### [Requirement]
Copy out the material below with each "put a marker on" changed to "place a dot on" and nothing else altered.

********************

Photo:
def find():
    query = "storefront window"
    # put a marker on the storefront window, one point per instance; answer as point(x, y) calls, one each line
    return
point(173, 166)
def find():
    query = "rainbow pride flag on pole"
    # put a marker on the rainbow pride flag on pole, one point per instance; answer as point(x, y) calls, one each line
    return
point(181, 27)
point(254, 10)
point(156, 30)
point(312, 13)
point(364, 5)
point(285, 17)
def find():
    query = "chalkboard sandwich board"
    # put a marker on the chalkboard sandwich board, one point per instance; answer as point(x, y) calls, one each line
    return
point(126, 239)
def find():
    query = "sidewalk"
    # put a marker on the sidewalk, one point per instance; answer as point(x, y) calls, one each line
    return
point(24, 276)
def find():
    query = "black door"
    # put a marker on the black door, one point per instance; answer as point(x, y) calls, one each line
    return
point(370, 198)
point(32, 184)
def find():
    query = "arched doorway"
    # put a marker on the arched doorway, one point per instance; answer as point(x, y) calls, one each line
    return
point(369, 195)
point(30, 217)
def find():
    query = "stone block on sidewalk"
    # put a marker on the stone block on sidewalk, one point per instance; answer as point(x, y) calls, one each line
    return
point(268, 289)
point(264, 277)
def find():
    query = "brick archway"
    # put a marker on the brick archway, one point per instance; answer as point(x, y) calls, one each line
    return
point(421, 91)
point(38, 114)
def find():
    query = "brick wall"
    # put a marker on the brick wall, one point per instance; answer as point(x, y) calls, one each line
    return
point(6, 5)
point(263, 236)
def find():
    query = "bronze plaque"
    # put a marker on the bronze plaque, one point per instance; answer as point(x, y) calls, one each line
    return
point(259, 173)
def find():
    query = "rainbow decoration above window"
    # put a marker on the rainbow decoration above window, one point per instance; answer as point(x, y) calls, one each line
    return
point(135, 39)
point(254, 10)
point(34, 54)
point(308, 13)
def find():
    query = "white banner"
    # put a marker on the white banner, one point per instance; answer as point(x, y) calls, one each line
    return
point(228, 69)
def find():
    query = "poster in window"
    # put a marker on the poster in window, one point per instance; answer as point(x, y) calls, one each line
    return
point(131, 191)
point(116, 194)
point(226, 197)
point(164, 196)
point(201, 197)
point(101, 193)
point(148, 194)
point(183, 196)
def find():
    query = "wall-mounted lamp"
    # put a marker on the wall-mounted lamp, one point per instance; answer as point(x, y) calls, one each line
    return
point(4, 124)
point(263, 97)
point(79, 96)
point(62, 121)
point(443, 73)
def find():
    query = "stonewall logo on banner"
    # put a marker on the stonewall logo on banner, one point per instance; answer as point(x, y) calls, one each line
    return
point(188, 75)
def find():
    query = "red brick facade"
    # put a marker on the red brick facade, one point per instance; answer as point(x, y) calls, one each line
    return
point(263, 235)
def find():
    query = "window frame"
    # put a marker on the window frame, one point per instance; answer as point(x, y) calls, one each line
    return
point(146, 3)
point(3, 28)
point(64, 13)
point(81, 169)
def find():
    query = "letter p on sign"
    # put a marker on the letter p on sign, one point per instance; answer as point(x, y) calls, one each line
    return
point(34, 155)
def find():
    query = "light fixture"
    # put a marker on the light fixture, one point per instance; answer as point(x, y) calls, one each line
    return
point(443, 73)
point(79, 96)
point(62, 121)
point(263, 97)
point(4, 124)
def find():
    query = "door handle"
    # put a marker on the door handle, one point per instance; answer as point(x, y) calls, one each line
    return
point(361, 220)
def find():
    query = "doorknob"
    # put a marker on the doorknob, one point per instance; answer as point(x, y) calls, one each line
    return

********************

### [Complete response]
Photo:
def find():
    query = "storefront window"
    # place a dot on the storefront window, one point per instance; answer as point(x, y) calls, one each line
    return
point(173, 166)
def find():
    query = "rainbow pride flag on pole"
    # place a dot on the rainbow pride flag on pole, one point per instance; answer as point(x, y) calls, one each line
    return
point(181, 27)
point(254, 10)
point(156, 30)
point(312, 13)
point(364, 5)
point(285, 17)
def find():
    query = "chalkboard sandwich board"
    # place a dot on the chalkboard sandwich board, one point per instance; answer as point(x, y) calls, one each line
    return
point(126, 239)
def find():
    query = "sidewalk"
    # place a dot on the sidewalk, one point per instance; answer as point(x, y) calls, one each line
    return
point(24, 276)
def find():
    query = "black door"
    # place a dot on the black door, one point per instance; answer as point(x, y) calls, one each line
    return
point(370, 198)
point(32, 184)
def find():
    query = "arched doorway"
    # place a dot on the arched doorway, one point per instance; answer as point(x, y) calls, one each line
    return
point(369, 195)
point(30, 217)
def find():
    query = "stone block on sidewalk"
    # place a dot on the stone block on sidewalk, one point per instance; answer as point(x, y) calls, one each line
    return
point(268, 289)
point(264, 277)
def find():
    query = "brick archway"
    # place a dot on the brick archway, one point per instance; answer as point(x, y) calls, one each line
    return
point(421, 91)
point(38, 114)
def find():
    query = "brick wall"
    # place a dot on the brick wall, one point per instance; answer as point(x, y) calls, one each line
    return
point(6, 5)
point(263, 236)
def find():
    query = "bronze plaque"
    # place a dot on the bronze plaque, one point per instance; answer as point(x, y) calls, one each line
    return
point(259, 173)
def find():
    query = "rainbow decoration above window"
    # place a dot on the rainbow decoration above window, one point per instance; answer as point(x, y) calls, one each line
    return
point(135, 39)
point(254, 10)
point(34, 54)
point(308, 13)
def find():
    query = "white banner"
    # place a dot on the white banner, one point per instance; answer as point(x, y) calls, one each line
    return
point(228, 69)
def find():
    query = "poster in window"
    # place a dot on the poster in window, one point per instance; answer as point(x, y) calls, one each line
    return
point(131, 191)
point(116, 194)
point(226, 197)
point(164, 196)
point(201, 197)
point(101, 193)
point(148, 194)
point(183, 196)
def find():
    query = "wall-mounted lamp"
    # place a dot on the wall-mounted lamp, one point per instance; answer as point(x, y) calls, one each line
    return
point(4, 124)
point(263, 97)
point(79, 96)
point(62, 121)
point(443, 73)
def find():
    query = "stonewall logo on banner"
    # place a dot on the stonewall logo on banner, one point per instance; answer as point(x, y) calls, one each line
    return
point(188, 75)
def find():
    query = "red brick facade"
    # place a dot on the red brick facade, one point per instance; answer as point(x, y) calls, one each line
    return
point(263, 235)
def find():
    query = "window frame"
    # place a dot on the window frame, one point per instance; answer as point(x, y) calls, one each line
    return
point(146, 3)
point(3, 28)
point(64, 13)
point(81, 169)
def find():
    query = "letter p on sign"
    # place a dot on the letter p on sign, one point per instance; answer as point(x, y) calls, one each line
    return
point(34, 155)
def find():
    query = "light fixture"
    # place a dot on the light fixture, one point per instance; answer as point(x, y) calls, one each line
    return
point(443, 73)
point(79, 96)
point(62, 121)
point(263, 97)
point(4, 124)
def find():
    query = "door handle"
    # place a dot on the door handle, one point per instance; answer as point(x, y) calls, one each line
    return
point(361, 220)
def find():
    query = "doorknob"
    # place a dot on the doorknob, one point per instance; answer as point(x, y) calls, one each line
    return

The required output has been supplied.